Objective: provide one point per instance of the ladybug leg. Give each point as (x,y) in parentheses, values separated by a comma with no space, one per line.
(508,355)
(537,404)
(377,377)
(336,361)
::::::::::
YOUR GOAL: Return every one of the lines above, word for word and character for character, with nothing added or left out.

SOLUTION FOR THIS TASK:
Objective: provide one point per instance of the ladybug leg. Give each point as (x,y) in parentheses, values separated by a comma with no space, one per line.
(508,355)
(537,404)
(377,377)
(336,361)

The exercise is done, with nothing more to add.